**Task item:** Copy the data. Keep every character as given.

**Data for analysis:**
* * * * * * *
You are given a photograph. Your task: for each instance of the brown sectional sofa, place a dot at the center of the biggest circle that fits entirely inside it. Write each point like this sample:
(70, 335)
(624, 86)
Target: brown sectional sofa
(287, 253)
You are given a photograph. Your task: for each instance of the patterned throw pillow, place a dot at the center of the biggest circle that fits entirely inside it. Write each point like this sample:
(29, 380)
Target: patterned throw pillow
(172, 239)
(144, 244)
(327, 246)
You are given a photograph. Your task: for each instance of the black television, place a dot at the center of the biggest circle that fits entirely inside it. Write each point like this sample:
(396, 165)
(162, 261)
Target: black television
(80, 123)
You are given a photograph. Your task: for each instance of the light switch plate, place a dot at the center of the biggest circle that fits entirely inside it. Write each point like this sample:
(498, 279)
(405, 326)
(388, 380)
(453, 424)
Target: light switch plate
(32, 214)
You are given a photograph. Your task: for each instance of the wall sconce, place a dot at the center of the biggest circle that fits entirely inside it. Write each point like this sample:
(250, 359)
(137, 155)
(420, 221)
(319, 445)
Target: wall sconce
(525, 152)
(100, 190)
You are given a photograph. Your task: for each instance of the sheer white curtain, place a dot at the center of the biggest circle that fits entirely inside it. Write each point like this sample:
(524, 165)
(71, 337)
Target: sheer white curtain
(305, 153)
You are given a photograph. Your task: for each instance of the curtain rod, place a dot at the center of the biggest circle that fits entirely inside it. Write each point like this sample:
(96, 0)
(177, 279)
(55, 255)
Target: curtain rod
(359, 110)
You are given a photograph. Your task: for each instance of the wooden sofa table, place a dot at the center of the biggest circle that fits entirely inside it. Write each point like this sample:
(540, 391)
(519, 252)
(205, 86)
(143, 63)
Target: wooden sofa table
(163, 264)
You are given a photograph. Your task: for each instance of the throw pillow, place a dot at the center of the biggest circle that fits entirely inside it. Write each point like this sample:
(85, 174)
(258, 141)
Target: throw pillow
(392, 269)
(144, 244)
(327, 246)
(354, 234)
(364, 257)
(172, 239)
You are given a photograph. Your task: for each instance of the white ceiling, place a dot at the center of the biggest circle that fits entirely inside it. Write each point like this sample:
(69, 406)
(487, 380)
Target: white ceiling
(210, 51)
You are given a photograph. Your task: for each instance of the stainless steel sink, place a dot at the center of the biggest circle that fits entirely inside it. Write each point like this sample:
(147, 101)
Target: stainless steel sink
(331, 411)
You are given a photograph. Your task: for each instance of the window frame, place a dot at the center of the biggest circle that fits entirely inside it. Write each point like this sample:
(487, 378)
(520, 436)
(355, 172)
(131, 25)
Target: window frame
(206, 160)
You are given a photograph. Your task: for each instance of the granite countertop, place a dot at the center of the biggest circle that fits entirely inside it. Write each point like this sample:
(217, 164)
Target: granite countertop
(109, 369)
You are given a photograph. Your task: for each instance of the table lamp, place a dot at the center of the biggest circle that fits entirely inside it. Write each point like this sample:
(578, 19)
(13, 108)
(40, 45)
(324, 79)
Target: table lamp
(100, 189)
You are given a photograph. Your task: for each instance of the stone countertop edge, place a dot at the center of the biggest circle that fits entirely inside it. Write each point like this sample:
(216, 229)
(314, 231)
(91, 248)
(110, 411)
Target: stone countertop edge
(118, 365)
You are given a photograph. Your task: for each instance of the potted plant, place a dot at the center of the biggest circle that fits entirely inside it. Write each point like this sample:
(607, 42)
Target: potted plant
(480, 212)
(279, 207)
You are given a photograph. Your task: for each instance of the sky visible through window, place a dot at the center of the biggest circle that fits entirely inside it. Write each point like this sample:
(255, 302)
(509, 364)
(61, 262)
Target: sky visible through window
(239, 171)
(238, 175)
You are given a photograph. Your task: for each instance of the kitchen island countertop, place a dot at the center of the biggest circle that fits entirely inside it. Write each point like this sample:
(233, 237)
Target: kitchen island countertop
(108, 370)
* * * * * * *
**Final answer:**
You are given a photograph. Your task: for each instance of the brown sectional sofa, place a dot at the center of the biggest circle that fits entirely inside it. Write each point like this sample:
(70, 335)
(624, 86)
Target: brown sectional sofa
(287, 253)
You are given a photograph. Your task: for each instance of the patterned throw pillow, place a dot at the center of the biggest circle that fits entirely inside it. Write each point like this sample:
(29, 380)
Target: patterned throw pillow
(172, 239)
(144, 244)
(327, 246)
You are given a photograph. Your task: for each instance of the black television, place a dot at the center of the biggest circle that fits entirely inside it. Write each point like this sample:
(396, 165)
(162, 261)
Target: black television
(80, 123)
You are given a photograph. Your task: for each instance of the light switch plate, place a dot at the center of the biggest circle that fits entirely inside it. Write each point like this sample:
(498, 279)
(405, 326)
(388, 380)
(453, 424)
Target: light switch plate
(32, 214)
You are given a photograph. Your task: for each instance of the wall sconce, place a dot at the center of the biggest circle that fits entirely inside it. Write each point like this sample:
(250, 359)
(137, 155)
(420, 221)
(319, 445)
Target: wall sconce
(525, 152)
(100, 190)
You are given a photograph. Your task: for each instance of the sheer white curtain, place a dot at the center of the biggest circle that fits entirely inside it. Write each point like this sample:
(524, 165)
(71, 337)
Target: sheer white curtain
(305, 153)
You are given a photograph. Your task: for each instance of the curtain rod, place a dot at the center of the biggest circle that fits entirely inside it. Write each point like this sample:
(96, 0)
(177, 279)
(55, 255)
Target: curtain rod
(359, 110)
You are given a photograph. Your task: for each instance of the wooden sofa table, place a dot at the center of the biggest circle that fits entirely inside it. Write each point like this sample:
(540, 391)
(519, 252)
(205, 86)
(143, 63)
Target: wooden sofa table
(163, 264)
You are given a photograph. Your task: for each instance of the throw pillow, place a dot at the center of the biggest circle that fits entirely inside it. Write each point like this sample:
(85, 174)
(258, 141)
Target: throw pillow
(392, 269)
(144, 244)
(327, 246)
(354, 234)
(364, 257)
(172, 239)
You are given a photograph. Your task: for each instance of the white ceiling, place a dot at the center of the biggest circle that fits entirely inside it. Write each point like this sample:
(69, 406)
(487, 380)
Target: white ceiling
(210, 51)
You are given a photograph. Your task: for each instance of the stainless steel sink, place a dot at the center of the biggest circle that fits entirely inside it. Write each point like this sample:
(147, 101)
Target: stainless steel sink
(331, 411)
You are given a photograph. Your task: for each instance of the window frame, place a dot at the center of the biggest circle that fits entirely inside it. Write each point like this sample:
(487, 378)
(520, 436)
(355, 172)
(131, 25)
Target: window frame
(206, 160)
You are given a photograph. Your task: for each instance of the granite countertop, place a dot at the center of the biggest circle that fits entirely inside it. Write each point like this sample:
(217, 164)
Target: granite countertop
(109, 369)
You are given a photograph. Your task: for each instance of the table lamp, place a dot at the center of the biggest circle that fits entirely inside it. Write each point like this sample:
(578, 19)
(13, 108)
(40, 45)
(324, 79)
Target: table lamp
(100, 189)
You are given a photograph. Your task: for each instance of the stone countertop edge, place a dot at the center of the biggest circle that fits entirely inside it. Write each point like this sample:
(216, 229)
(314, 231)
(91, 248)
(110, 411)
Target: stone countertop edge
(118, 365)
You are given a photograph. Your task: for each instance of the potted plant, place a dot at the center of the biggest circle that fits entirely inside it. Write each point like this sample:
(607, 42)
Target: potted plant
(480, 212)
(279, 207)
You are given a photograph. Your task: for each instance of the sky visible through window, place a dot at the center of the biggest circle that fits entirely inside it. Write each point like this sample:
(255, 302)
(509, 364)
(61, 262)
Target: sky visible through window
(239, 171)
(238, 175)
You are given a photograph. Your task: for each instance of the kitchen island countertop, place a dot at the center of the biggest circle that fits entirely inside it. Write each point like this sample:
(233, 237)
Target: kitchen island countertop
(108, 370)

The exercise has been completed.